-- REQUIREMENTS --
Please copy the data from its first line through the line with "M 426 163 L", swapping "orange" for "yellow" and leaving everything else unchanged.

======== DATA EXTRACT

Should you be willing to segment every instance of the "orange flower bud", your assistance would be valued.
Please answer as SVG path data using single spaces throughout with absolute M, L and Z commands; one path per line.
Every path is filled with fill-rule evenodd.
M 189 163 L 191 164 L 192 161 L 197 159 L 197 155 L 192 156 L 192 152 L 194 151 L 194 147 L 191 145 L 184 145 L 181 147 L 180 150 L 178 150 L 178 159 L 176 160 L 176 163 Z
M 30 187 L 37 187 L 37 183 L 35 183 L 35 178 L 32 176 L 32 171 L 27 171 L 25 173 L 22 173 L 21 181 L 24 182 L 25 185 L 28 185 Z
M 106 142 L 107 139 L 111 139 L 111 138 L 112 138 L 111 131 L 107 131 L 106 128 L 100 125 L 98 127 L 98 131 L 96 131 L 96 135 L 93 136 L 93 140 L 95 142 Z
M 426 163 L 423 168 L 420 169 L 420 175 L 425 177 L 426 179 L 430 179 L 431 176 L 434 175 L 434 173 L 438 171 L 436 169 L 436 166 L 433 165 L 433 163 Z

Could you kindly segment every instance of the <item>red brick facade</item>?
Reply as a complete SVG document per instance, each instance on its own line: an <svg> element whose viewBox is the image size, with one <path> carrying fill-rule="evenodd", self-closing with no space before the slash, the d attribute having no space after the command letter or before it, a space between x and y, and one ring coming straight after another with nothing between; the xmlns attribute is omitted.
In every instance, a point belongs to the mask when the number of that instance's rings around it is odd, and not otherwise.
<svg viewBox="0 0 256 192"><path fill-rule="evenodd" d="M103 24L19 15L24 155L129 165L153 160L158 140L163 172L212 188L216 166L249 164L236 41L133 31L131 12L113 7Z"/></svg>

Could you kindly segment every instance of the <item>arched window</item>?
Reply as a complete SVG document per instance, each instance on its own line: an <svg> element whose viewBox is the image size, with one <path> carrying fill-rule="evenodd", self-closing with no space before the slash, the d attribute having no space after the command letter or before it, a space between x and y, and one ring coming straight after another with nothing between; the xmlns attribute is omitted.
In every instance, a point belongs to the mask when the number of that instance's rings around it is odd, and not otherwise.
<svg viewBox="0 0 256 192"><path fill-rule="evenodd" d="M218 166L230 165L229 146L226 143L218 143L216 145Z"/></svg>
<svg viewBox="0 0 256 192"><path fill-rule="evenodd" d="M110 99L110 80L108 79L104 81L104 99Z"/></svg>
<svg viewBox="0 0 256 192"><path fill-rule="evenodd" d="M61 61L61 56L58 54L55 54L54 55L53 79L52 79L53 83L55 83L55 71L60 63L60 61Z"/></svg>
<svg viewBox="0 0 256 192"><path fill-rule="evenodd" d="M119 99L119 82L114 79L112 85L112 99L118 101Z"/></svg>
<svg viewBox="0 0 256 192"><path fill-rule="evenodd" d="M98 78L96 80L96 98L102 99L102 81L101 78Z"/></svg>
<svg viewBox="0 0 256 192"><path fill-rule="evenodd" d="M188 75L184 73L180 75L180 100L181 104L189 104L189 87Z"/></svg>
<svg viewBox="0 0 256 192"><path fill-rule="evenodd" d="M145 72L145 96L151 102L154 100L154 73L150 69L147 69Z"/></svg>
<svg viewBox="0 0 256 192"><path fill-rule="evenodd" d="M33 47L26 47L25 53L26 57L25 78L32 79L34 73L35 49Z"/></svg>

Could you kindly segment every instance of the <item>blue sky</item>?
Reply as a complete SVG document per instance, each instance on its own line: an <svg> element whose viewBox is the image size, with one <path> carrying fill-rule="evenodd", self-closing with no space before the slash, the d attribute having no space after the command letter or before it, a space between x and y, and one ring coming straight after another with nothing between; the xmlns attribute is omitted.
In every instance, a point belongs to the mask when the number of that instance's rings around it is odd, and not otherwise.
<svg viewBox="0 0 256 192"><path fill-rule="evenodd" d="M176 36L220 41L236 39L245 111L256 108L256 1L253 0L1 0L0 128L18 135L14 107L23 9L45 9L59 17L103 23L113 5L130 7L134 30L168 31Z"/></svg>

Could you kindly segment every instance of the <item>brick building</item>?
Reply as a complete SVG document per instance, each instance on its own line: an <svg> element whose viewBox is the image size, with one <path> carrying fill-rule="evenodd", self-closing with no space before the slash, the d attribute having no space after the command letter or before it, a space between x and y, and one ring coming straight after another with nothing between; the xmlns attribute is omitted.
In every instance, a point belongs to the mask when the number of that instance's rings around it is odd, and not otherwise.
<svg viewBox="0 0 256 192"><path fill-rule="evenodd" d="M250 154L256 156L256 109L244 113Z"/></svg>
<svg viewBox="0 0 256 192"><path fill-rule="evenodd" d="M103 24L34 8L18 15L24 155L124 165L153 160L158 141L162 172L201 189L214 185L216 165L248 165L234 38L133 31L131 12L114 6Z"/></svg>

================

-- EXERCISE RESPONSE --
Should you be willing to segment every instance of the "yellow flower bud", your assistance would be valued.
Please answer as SVG path data using single spaces throughout with absolute M, L and Z commands; one path per line.
Every path is filled with fill-rule evenodd.
M 189 163 L 191 164 L 192 161 L 197 159 L 197 155 L 192 156 L 192 152 L 194 151 L 194 147 L 191 145 L 184 145 L 181 147 L 180 150 L 178 150 L 178 159 L 176 160 L 176 163 Z
M 30 187 L 37 187 L 37 183 L 35 183 L 35 178 L 32 176 L 32 171 L 27 171 L 25 173 L 22 173 L 21 181 L 24 182 L 25 185 L 28 185 Z
M 106 142 L 107 139 L 111 139 L 111 138 L 112 138 L 111 131 L 107 131 L 106 128 L 100 125 L 98 127 L 98 131 L 96 131 L 96 135 L 93 136 L 93 140 L 95 142 Z
M 426 163 L 423 168 L 420 169 L 420 175 L 425 177 L 426 179 L 430 179 L 431 176 L 434 175 L 434 173 L 438 171 L 436 169 L 436 166 L 433 165 L 433 163 Z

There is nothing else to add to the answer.